WHAT THE TASK ASKS :: Render each line of the entries below as a JSON list of strings, with one string per line and blank lines omitted.

Records from a dataset
☆ ☆ ☆ ☆ ☆ ☆ ☆

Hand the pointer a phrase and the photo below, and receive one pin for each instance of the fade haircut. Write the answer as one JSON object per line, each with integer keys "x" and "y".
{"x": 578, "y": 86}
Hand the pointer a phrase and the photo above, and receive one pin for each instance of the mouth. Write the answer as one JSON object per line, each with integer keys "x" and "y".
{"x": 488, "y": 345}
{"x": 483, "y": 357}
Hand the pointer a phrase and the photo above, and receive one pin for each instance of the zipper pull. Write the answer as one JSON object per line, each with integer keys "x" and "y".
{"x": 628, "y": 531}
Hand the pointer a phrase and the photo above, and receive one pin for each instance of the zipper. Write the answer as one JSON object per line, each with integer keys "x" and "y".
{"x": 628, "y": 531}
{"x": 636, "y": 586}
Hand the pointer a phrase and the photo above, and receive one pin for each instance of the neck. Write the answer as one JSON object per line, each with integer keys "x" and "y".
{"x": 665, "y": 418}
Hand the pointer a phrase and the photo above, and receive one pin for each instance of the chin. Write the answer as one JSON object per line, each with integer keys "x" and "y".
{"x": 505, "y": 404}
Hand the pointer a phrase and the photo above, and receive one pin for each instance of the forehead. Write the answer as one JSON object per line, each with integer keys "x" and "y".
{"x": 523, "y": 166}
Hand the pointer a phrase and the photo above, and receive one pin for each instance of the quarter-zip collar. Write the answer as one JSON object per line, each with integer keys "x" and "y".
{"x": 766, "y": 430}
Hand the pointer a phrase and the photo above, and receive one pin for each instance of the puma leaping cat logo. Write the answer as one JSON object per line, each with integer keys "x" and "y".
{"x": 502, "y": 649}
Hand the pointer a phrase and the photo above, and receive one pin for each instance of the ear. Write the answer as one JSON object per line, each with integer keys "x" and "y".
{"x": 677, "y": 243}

☆ ☆ ☆ ☆ ☆ ☆ ☆

RESPONSE TO THIS EXERCISE ::
[
  "Hand the pointer a phrase and the photo below, and receive one pin for each instance of the fade haircut. Write the answer as one JSON object per line, each with integer keys \"x\" and \"y\".",
  "{\"x\": 578, \"y\": 86}",
  "Hand the pointer a phrase and the photo above, and receive one pin for each instance of the mouth. Write the answer as one JSON object per line, each with integer keys \"x\" and \"y\".",
  "{\"x\": 488, \"y\": 345}",
  "{\"x\": 483, \"y\": 357}",
  "Hand the pointer a phrase and the photo above, and receive one pin for each instance of the zipper pull. Write the answer as one JSON object per line, each with integer keys \"x\" and \"y\".",
  "{\"x\": 628, \"y\": 531}",
  "Hand the pointer a phrase and the photo above, and receive one pin for each instance of the zipper. Write the answer as one JSON object per line, each with integer keys \"x\" and \"y\".",
  "{\"x\": 628, \"y\": 531}",
  "{\"x\": 636, \"y\": 586}",
  "Hand the pointer a phrase and the photo above, and receive one pin for each instance of the neck. Write the answer as one JSON object per line, each with integer keys \"x\" and \"y\".",
  "{\"x\": 665, \"y\": 418}",
  "Hand the pointer a phrase and the photo above, and receive one pin for each instance of the chin. Write the answer as one JSON object per line, each with integer keys \"x\" and \"y\".",
  "{\"x\": 505, \"y\": 404}",
  "Hand the pointer a phrase and the photo above, and receive one pin for each instance of the forehead. Write the answer as one JSON object per line, each with integer keys \"x\" and \"y\".",
  "{\"x\": 523, \"y\": 166}",
  "Hand the pointer a phrase and the photo above, and receive one pin for each instance of the quarter-zip collar. Write the answer as one JSON object per line, each with integer keys \"x\" and \"y\".",
  "{\"x\": 766, \"y\": 430}",
  "Hand the pointer a phrase and the photo above, and receive one pin for each instance of the puma leaping cat logo. Write the answer as one JSON object per line, each with integer keys \"x\" and \"y\".",
  "{\"x\": 502, \"y\": 649}",
  "Hand the pointer a phrase and the photo above, and receive one pin for each instance of the ear. Write the answer as one JSON object per line, each with integer keys \"x\" and \"y\".",
  "{\"x\": 677, \"y\": 243}"
]